--- TEXT SECTION ---
---*---

Habitable and sustainable public spaces play a vital role in urban interaction and innovation and provide solutions to the repercussions for our health and well-being of our cities’ unsustainable and rapid growth [1]. Open spaces positively affect people’s health and well-being, providing them with opportunities for physical activities, socialising and relieving stress [2]. However, the consequences of climate change are increasingly noticeable around the world. In recent years, the historical records for maximum temperatures have been broken in many cities worldwide [3]. Making matters worse is the problem of urban heat islands, whereby temperature increases of up to 7 °C are generated in urban areas [4]. Linked with the issues mentioned are unsustainable development patterns, the degradation of ecosystems and the loss of biodiversity, and open spaces being converted into hostile territory for citizens. All of this has led to these spaces falling into disuse and abandonment.
Traditionally, open spaces have been a prominent feature of the culture of many countries [5,6]. In the Mediterranean, in particular, it is a common area to create open spaces to encourage and facilitate social harmony and the development of the sociable character of the citizens. Furthermore, the COVID-19 pandemic has boosted the use of the streets and other open spaces to undertake activities in the open air [7]. Therefore, there is a need for change in the urban renewal policies and strategies that allows for the recovery of life in the streets, for open spaces to be more habitable and sustainable, allowing for the problems posed by long and hard summers to be combated.

---*---

--- GIVEN INFORMATION ---

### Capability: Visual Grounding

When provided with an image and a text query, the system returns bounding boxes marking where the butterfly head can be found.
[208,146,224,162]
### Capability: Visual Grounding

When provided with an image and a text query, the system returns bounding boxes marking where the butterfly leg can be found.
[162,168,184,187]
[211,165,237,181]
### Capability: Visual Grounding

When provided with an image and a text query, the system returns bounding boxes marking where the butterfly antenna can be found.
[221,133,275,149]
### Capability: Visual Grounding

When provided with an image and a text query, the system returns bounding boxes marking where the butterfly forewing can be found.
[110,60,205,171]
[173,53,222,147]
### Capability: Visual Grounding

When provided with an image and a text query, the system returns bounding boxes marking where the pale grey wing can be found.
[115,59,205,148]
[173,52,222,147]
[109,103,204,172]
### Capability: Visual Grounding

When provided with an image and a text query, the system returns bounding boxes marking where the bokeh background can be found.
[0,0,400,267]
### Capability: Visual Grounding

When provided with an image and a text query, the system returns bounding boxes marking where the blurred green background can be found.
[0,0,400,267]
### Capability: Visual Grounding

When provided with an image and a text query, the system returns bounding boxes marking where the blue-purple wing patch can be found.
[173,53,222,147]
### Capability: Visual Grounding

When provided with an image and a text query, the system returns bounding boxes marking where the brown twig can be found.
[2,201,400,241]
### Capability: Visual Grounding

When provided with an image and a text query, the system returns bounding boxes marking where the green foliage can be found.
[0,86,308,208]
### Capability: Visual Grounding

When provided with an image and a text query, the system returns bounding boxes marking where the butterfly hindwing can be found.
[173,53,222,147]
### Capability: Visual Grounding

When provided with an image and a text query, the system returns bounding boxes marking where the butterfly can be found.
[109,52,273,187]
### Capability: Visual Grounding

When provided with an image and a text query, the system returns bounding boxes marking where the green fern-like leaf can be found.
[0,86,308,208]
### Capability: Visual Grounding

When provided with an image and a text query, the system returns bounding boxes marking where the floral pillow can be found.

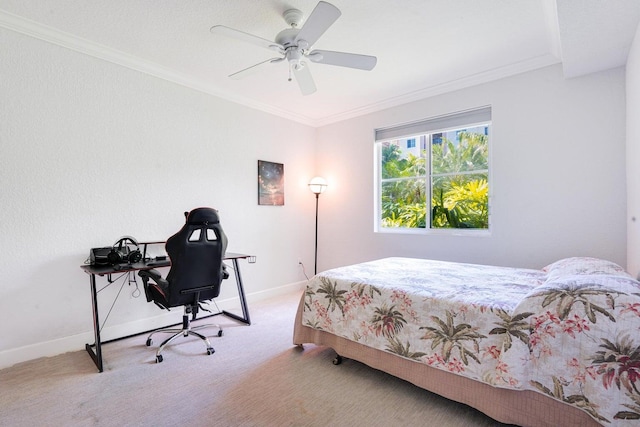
[542,257,631,281]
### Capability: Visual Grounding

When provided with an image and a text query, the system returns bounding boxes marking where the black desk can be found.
[80,252,255,372]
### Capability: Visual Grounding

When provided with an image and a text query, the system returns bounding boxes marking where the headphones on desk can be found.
[107,236,142,264]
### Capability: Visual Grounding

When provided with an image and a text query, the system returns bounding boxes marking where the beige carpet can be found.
[0,294,510,427]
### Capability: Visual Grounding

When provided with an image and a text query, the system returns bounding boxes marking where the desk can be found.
[80,252,255,372]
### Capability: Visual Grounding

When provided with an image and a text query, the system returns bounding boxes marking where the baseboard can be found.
[0,281,306,369]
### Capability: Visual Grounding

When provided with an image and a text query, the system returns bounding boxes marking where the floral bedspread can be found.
[302,258,640,425]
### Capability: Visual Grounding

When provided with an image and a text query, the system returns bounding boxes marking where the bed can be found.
[293,257,640,426]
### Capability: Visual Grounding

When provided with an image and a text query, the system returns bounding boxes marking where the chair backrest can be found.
[165,208,227,307]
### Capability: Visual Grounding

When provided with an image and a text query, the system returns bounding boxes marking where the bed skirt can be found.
[293,295,600,427]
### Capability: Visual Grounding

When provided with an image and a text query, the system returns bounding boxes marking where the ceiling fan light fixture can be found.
[211,1,377,95]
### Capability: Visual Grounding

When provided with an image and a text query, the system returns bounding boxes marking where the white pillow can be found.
[542,257,631,281]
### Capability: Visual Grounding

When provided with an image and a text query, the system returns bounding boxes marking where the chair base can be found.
[146,307,222,363]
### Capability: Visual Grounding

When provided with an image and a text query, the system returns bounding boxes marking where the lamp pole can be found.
[313,193,320,275]
[309,176,327,275]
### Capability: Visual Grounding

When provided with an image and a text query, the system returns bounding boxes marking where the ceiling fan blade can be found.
[229,58,284,80]
[211,25,284,52]
[296,1,342,47]
[293,62,316,95]
[307,50,378,70]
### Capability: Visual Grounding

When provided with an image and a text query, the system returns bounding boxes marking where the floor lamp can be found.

---*---

--- TASK GOAL ---
Rewrite the paragraph of the text on urban open spaces that begins "Traditionally, open spaces have been" in a shorter form that keeps its main facts.

--- RESULT FOR THIS EXERCISE ---
Open spaces have long been a prominent feature of many countries' cultures. In the Mediterranean especially, they are commonly created to foster social harmony and the sociable character of citizens. The COVID-19 pandemic has also increased the use of streets and other open spaces for outdoor activities. Urban renewal policies and strategies must therefore change to restore life in the streets and make open spaces more habitable and sustainable, so that they can counter the problems of long, hard summers.